### Fragmento de texto
==============================

Desde la aprobación de la Ley General de Sanidad han pasado más de tres décadas. Por eso, se hace necesario releer la ley a la luz del actual contexto sanitario y social así valorar el grado de vigencia de sus mandatos y si cabe o no proyectarlos hacia el futuro.
Hacerlo, además de ser un ejercicio de responsabilidad, nos permitirá aflorar la agenda de asuntos pendientes que inciden en la calidad asistencial. Y, sobre todo, servirá para constatar preocupantes grietas que afectan no solo a la sostenibilidad, sino a la pervivencia de nuestro sistema sanitario.
En efecto, el día a día del Sistema Nacional de Salud nos muestra que algunos de sus principios básicos están en serio declive. Este es el caso de los principios de cohesión territorial y de igualdad de trato a los ciudadanos en el acceso a las prestaciones y servicios.

==============================

### Ítems mostrados
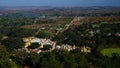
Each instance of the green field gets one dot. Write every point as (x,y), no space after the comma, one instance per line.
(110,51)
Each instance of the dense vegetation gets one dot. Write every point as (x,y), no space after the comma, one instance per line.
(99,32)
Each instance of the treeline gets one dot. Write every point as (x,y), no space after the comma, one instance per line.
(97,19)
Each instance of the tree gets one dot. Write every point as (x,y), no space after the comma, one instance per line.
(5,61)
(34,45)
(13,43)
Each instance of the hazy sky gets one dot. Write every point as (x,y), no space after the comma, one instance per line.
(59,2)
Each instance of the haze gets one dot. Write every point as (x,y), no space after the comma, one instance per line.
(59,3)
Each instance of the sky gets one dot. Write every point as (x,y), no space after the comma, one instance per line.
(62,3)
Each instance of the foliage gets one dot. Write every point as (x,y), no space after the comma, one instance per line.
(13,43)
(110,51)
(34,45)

==============================

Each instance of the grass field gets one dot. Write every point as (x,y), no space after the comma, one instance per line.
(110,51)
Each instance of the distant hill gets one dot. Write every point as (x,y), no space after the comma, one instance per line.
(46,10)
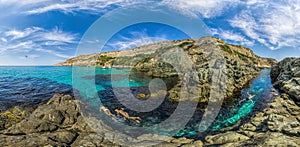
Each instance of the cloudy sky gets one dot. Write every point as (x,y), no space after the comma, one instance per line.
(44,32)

==============================

### Problemas a resolver
A. Según el fragmento, ¿cuánto tiempo ha pasado desde la aprobación de la Ley General de Sanidad?
B. Indica si cada afirmación coincide con el fragmento y cita las palabras que lo deciden: (i) releer la ley permitirá sacar a la luz asuntos pendientes que inciden en la calidad asistencial; (ii) las grietas del sistema afectan solo a su sostenibilidad; (iii) el principio de cohesión territorial se mantiene firme.
C. Enumera todos los propósitos de releer la ley que menciona el fragmento.

### Soluciones
A. Más de tres décadas.

B.
(i) Sí: "nos permitirá aflorar la agenda de asuntos pendientes que inciden en la calidad asistencial".
(ii) No: "no solo a la sostenibilidad, sino a la pervivencia de nuestro sistema sanitario".
(iii) No: "algunos de sus principios básicos están en serio declive. Este es el caso de los principios de cohesión territorial".

C.
- Valorar el grado de vigencia de sus mandatos.
- Valorar si cabe o no proyectarlos hacia el futuro.
- Aflorar la agenda de asuntos pendientes que inciden en la calidad asistencial.
- Constatar preocupantes grietas que afectan no solo a la sostenibilidad, sino a la pervivencia del sistema sanitario.